— begin Material to process —

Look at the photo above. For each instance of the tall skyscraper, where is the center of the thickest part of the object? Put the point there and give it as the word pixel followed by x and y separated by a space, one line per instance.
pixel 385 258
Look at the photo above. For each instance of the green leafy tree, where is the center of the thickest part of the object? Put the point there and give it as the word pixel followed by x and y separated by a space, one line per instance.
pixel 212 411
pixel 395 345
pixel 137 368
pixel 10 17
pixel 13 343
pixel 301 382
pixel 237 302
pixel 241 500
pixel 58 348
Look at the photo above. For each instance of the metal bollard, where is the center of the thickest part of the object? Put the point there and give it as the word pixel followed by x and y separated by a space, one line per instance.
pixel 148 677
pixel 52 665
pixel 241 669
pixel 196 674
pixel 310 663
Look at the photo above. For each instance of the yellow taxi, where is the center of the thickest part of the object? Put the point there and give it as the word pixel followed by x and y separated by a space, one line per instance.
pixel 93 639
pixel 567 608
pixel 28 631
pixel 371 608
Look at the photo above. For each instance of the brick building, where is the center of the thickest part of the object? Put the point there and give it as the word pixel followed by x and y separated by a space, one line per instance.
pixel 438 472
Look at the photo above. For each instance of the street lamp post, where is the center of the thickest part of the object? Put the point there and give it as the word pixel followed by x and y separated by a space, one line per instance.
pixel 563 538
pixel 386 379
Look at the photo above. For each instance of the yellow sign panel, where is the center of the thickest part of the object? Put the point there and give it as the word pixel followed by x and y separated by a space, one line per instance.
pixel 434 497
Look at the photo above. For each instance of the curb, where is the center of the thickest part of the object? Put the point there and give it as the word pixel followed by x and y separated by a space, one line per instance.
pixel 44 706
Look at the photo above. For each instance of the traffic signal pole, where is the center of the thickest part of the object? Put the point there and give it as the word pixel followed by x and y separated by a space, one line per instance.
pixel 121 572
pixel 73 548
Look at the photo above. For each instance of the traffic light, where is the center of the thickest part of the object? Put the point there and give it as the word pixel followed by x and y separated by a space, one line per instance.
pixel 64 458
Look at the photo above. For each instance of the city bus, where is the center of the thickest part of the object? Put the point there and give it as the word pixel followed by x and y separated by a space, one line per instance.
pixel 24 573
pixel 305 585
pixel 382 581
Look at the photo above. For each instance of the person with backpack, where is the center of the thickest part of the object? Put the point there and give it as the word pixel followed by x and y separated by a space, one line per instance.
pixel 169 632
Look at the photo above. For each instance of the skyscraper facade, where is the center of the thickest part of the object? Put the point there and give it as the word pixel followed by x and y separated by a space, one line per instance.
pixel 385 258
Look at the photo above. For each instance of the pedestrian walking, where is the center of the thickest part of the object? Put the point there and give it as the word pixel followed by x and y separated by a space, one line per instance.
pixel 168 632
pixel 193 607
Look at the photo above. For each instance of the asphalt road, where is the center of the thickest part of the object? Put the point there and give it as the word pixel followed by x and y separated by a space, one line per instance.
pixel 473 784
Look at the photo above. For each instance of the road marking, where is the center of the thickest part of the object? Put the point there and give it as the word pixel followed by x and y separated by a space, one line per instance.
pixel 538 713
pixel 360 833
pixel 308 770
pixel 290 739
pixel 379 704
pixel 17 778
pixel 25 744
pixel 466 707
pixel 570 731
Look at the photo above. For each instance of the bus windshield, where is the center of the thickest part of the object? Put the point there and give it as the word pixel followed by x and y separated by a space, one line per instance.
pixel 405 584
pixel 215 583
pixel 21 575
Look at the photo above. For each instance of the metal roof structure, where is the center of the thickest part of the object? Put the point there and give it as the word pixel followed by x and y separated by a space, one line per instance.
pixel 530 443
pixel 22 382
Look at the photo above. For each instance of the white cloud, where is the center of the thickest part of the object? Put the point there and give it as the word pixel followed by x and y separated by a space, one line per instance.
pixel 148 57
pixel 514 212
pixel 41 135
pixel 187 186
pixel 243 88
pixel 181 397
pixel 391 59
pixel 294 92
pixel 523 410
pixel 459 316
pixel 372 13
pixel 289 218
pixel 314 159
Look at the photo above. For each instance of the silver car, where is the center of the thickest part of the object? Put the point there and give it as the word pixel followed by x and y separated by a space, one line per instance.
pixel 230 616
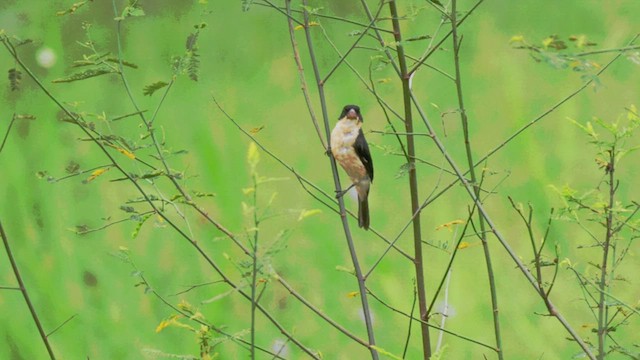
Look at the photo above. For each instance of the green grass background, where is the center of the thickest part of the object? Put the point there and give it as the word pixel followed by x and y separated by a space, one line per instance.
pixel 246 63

— end Material to process —
— begin Material to process —

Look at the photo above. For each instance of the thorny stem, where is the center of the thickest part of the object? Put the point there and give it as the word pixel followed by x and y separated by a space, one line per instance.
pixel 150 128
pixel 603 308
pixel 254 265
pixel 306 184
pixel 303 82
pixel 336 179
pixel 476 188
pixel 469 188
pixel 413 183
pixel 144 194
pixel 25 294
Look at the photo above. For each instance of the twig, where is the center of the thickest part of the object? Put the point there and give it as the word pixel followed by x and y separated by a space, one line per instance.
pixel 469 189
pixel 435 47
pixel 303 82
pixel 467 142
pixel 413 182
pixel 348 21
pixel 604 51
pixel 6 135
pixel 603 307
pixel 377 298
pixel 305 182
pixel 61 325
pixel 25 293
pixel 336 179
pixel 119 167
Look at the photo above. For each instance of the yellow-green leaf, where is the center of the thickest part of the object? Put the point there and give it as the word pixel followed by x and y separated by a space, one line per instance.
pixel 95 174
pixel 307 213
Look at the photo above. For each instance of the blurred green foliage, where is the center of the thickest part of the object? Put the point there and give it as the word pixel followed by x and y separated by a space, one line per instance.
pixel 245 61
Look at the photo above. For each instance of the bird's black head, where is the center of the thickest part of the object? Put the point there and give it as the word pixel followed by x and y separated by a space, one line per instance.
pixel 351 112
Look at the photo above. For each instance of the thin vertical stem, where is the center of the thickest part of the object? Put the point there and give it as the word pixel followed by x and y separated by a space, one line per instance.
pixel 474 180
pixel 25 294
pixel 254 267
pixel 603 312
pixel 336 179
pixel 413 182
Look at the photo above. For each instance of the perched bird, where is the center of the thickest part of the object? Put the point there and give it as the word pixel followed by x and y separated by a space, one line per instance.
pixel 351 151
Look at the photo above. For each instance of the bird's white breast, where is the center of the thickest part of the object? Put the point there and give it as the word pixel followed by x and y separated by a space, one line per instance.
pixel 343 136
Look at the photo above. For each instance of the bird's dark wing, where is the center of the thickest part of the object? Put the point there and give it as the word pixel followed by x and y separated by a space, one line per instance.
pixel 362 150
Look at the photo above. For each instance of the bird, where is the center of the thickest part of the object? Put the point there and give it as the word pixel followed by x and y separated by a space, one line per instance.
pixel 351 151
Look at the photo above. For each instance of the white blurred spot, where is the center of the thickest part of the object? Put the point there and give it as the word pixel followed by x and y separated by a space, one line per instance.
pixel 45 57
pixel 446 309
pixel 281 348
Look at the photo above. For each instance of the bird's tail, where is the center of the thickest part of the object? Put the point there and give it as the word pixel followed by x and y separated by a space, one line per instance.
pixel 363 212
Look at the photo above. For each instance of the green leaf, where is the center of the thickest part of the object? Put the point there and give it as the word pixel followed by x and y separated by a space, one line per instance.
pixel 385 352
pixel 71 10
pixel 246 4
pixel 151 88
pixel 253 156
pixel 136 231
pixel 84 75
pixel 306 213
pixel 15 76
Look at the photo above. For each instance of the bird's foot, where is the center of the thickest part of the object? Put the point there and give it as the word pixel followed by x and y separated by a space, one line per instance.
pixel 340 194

— end Material to process —
— begin Material to process —

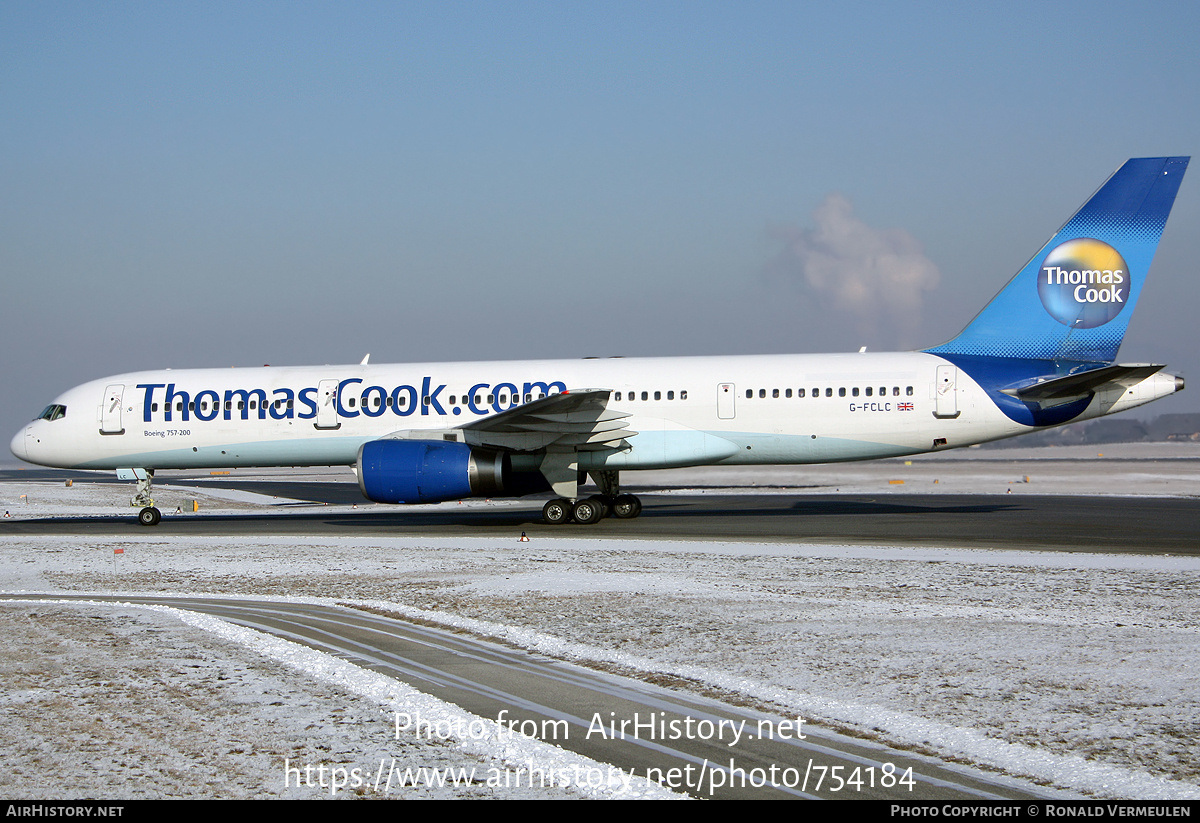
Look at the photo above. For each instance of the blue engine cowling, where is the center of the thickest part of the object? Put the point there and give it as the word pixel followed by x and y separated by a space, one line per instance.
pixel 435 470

— end Material to process —

Directions for this task => Extract the stretch of entries from the line that contains "metal bollard, where" through the line that contains "pixel 148 677", and copy those lines exactly.

Task solution =>
Look at the photo above. For each instance of the metal bollard, where is the center of the thickest part of the object? Put the point there and give it as the word pixel followed by x and y separated by a space, one line per instance.
pixel 148 677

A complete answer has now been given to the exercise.